→ Passage fourni
※ ※ ※
En septembre 1944, alors que l’armée allemande se replie dans les dernières poches de résistance, l’île de Groix se retrouve piégée au cœur de la poche de Lorient, dans le sud de la Bretagne. Dans l’ombre des combats, une opération d’évacuation humanitaire conduite par la Croix-Rouge française permet à plus de 700 enfants de quitter l’île de Groix, assiégée et affamée.
Depuis août 1944, l’île de Groix, qui compte alors un peu plus de 4 400 habitants, vit sous la pression croissante de l’occupation allemande, alors que les troupes alliées progressent vers les ports stratégiques de l’Atlantique. Les forces occupantes monopolisent les ressources, les liaisons maritimes avec le continent sont presque inexistantes, et les bombardements américains visant les positions allemandes se multiplient. La population, privée de ravitaillement, se retrouve prise en étau.
※ ※ ※
→ Informations fournies
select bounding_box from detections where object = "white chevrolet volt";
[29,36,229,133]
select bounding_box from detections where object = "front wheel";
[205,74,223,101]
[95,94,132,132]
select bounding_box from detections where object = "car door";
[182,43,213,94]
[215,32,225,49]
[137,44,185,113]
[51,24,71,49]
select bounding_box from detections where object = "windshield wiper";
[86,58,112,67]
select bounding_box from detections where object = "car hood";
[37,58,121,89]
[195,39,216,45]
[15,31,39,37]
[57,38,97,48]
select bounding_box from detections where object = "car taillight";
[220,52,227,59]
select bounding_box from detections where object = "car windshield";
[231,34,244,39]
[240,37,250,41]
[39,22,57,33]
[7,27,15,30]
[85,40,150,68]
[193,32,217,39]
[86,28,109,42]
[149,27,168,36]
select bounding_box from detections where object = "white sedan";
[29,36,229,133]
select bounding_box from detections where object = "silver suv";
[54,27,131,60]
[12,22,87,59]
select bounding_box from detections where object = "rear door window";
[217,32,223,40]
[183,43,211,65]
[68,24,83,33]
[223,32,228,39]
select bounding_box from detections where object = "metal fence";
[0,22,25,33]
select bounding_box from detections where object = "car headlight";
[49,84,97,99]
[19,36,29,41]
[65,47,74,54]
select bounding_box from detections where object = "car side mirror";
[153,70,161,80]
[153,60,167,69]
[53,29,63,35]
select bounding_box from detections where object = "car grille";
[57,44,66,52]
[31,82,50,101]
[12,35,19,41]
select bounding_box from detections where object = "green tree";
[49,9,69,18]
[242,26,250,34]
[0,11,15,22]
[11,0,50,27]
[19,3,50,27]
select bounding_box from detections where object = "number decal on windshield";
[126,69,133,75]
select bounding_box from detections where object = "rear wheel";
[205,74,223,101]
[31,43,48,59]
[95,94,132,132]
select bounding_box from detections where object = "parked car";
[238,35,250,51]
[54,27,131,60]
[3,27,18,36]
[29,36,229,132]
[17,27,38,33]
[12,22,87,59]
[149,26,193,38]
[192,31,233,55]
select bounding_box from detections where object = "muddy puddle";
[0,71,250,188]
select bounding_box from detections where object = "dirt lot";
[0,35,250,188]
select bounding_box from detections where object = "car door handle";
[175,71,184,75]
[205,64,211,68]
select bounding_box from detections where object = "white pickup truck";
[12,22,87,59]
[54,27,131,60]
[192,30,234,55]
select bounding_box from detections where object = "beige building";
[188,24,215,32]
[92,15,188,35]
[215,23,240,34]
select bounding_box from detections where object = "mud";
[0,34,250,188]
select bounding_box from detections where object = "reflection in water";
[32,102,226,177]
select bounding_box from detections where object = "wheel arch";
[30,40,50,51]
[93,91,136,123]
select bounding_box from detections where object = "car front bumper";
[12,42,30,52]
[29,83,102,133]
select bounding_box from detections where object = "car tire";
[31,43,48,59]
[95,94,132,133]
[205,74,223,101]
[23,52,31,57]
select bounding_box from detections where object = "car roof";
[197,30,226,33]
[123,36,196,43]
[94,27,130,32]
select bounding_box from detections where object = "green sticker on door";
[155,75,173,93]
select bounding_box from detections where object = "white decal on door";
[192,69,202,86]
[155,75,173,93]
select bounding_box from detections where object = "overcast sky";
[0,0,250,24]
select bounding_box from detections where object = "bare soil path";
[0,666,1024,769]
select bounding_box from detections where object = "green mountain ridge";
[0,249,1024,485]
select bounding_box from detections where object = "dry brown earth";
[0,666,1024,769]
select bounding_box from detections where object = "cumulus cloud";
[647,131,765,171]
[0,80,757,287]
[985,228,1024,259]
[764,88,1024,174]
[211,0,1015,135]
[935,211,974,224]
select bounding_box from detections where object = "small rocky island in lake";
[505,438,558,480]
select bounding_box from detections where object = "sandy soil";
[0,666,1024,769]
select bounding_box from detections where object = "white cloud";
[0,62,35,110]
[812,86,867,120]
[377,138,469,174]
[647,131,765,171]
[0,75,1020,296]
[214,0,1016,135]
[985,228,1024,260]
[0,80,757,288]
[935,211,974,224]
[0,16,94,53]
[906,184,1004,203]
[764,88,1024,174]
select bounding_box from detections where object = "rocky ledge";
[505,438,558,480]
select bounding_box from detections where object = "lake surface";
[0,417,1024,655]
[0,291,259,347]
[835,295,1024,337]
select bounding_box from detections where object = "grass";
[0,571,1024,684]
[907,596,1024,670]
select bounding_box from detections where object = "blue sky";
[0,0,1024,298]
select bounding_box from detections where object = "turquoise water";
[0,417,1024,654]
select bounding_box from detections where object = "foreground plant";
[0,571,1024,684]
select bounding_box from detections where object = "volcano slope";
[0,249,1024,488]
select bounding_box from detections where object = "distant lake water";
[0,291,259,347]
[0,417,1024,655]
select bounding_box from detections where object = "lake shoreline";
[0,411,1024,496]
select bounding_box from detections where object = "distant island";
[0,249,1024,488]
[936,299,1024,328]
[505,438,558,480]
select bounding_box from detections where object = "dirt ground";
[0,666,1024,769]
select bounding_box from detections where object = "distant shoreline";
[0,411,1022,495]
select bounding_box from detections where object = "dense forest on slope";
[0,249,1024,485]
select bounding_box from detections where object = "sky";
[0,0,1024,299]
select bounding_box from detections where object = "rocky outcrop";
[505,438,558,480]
※ ※ ※
→ Votre tâche
Selon le passage fourni, combien d’enfants l’opération conduite par la Croix-Rouge française a-t-elle permis d’évacuer de l’île de Groix ?

→ Réponse attendue
Plus de 700 enfants.